> Exercise directions
Count how many lines of the listing below contain the word "military", and give only that number.

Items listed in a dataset

****************

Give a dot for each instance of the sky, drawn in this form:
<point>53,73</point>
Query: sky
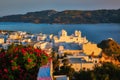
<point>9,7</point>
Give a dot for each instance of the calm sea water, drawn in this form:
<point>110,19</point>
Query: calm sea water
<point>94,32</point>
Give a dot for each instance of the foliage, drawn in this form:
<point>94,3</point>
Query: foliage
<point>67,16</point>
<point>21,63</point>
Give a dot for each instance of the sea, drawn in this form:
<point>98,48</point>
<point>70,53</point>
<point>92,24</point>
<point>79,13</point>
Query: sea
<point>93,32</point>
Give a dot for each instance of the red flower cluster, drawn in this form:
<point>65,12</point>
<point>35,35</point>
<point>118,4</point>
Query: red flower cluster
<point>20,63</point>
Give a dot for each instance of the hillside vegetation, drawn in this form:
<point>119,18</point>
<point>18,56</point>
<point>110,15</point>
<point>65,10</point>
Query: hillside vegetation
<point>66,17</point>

****************

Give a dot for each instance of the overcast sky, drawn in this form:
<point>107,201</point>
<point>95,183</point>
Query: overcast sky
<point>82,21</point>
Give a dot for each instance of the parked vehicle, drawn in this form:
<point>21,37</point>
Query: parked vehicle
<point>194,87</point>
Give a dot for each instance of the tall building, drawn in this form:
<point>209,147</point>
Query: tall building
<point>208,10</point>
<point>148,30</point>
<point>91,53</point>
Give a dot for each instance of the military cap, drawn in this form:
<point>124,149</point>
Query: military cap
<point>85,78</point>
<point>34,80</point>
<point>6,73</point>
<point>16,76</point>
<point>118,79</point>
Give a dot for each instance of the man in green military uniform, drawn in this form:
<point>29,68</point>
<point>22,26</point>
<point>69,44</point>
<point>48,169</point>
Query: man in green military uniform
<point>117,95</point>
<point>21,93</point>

****************

> Solution
4